*TESTO FORNITO*.
L’Osservatorio curato da Carlo Soricelli, a differenza di INAIL che tiene conto solo degli infortuni denunciati relativi a chi è assicurato all’istituto, si affida a un lavoro certosino di lettura e analisi delle notizie che vengono diffuse da varie fonti in rete e non solo e tiene conto di tutti gli infortuni e i decessi, anche di chi non è assicurato INAIL (circa 4.000.000 di lavoratori) e di chi lavora in nero. I suoi dati (che sono archiviati in files contenenti nome, cognome, data e luogo del decesso) certificano, rispetto all’anno scorso, una notevole crescita delle morti per infortunio nei luoghi di lavoro. INAIL, invece, comunica un aumento delle denunce ma un calo di decessi sul lavoro. Lungi dal pensare che ci siano manipolazioni o errori grossolani in entrambi i casi, la differenza che si riscontra può avere una sola spiegazione: chi è precario, chi lavora in nero, chi appartiene a categorie non assicurate INAIL, in poche parole, chi è più sfruttato, si infortuna e muore maggiormente.

*RECORD FORNITI*.

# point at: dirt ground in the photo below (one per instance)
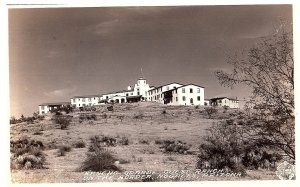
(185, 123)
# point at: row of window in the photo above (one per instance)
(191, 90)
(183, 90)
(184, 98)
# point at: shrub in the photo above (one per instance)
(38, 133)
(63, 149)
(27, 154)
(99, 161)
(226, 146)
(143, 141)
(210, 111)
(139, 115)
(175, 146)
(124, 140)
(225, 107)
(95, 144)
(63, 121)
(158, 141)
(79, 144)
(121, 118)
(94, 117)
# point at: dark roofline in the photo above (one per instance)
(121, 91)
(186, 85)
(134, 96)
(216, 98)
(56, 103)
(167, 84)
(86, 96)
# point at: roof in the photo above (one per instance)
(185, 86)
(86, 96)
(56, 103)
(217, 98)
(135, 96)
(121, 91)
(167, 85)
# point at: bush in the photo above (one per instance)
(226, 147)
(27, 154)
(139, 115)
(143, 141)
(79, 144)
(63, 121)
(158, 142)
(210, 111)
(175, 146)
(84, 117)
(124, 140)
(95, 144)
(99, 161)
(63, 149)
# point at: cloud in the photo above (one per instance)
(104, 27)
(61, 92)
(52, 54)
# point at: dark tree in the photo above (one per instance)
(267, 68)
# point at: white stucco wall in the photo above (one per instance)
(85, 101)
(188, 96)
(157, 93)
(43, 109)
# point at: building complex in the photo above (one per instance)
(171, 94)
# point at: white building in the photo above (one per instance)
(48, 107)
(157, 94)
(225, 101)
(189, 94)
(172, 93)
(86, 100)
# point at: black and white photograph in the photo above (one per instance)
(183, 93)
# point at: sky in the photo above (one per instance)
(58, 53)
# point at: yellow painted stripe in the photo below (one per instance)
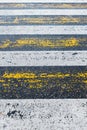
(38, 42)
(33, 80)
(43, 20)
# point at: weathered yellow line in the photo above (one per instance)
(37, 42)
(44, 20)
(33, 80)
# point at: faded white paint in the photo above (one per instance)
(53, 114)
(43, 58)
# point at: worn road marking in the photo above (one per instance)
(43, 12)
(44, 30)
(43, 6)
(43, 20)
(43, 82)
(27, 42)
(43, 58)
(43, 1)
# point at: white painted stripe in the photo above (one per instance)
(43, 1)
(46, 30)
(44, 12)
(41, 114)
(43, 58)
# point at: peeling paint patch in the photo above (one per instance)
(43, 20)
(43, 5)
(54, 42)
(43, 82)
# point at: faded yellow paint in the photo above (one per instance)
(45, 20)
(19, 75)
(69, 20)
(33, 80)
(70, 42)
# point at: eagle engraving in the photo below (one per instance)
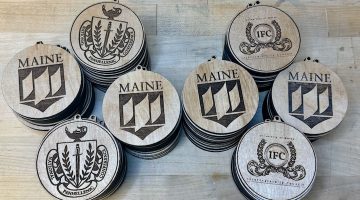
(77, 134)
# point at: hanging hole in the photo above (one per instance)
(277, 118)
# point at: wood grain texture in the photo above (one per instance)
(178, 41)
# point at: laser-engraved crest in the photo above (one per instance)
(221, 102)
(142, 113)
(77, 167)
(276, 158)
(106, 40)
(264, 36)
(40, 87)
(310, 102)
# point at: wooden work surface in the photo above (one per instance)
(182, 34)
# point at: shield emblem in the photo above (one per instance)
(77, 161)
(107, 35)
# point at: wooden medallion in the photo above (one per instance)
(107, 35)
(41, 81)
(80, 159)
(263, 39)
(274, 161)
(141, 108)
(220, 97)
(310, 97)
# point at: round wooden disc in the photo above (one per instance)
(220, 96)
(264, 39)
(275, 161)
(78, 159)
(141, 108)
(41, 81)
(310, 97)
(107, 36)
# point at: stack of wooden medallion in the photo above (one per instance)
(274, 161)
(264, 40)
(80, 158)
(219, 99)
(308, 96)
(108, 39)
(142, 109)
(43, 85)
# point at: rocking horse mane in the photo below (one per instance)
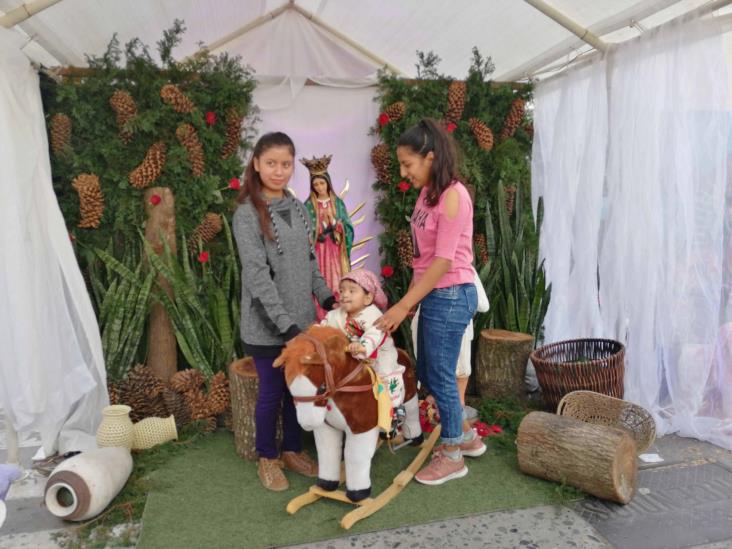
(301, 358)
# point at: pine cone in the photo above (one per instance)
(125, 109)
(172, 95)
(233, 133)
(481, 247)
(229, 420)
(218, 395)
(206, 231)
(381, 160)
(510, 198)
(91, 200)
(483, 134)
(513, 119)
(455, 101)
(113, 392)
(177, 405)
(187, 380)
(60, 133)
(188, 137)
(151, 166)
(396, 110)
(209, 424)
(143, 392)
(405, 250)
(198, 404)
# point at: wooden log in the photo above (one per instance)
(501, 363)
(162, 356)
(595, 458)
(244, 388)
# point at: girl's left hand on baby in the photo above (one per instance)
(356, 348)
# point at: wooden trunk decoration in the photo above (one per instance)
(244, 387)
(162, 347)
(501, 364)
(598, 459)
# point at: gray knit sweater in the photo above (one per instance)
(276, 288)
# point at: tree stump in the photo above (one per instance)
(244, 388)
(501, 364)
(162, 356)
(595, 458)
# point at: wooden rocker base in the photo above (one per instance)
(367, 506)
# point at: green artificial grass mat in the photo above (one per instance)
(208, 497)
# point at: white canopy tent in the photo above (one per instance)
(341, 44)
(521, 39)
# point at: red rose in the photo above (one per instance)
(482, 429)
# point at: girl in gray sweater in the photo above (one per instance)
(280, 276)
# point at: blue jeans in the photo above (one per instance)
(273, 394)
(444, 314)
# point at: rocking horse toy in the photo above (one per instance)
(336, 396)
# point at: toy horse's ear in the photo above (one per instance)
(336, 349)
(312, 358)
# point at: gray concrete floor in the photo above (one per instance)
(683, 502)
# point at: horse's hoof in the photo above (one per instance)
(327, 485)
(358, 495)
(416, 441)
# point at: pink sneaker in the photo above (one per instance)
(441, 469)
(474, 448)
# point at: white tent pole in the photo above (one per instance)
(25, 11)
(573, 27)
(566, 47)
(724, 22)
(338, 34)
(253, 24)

*COMPITO RICHIESTO*. Prosegui il testo sulle morti sul lavoro, riprendendo subito dopo la sua ultima frase.

*RISPOSTA AL COMPITO*.
Sulla base di ciò risulta determinante affrontare la questione della mancanza di salute e sicurezza sul lavoro non solo aumentando il numero degli ispettori o migliorando la formazione (cose certamente necessarie ma non sufficienti) ma garantendo a chi lavora retribuzioni adeguate, un minor tempo di lavoro (giornaliero e totale), utilizzo della tecnologia rivolta ad evitare infortuni, ambienti di lavoro più salubri … in poche parole, abolendo la precarietà e indirizzando i benefici del progresso a chi lavora e non al profitto.
È un cambio radicale del modello di sviluppo e delle norme che oggi regolano un mondo del lavoro sempre più a favore delle grandi imprese. Una vera e propria rivoluzione per ritornare a una cultura del lavoro che sia antitetica a quella attuale che dà priorità al guadagno e non alle persone.
L’augurio che ci dobbiamo fare per il nuovo anno è di avere la forza di agire con determinazione per evitare questo massacro, coscienti che in questa tragedia siamo tutti coinvolti e che l’indifferenza è complicità.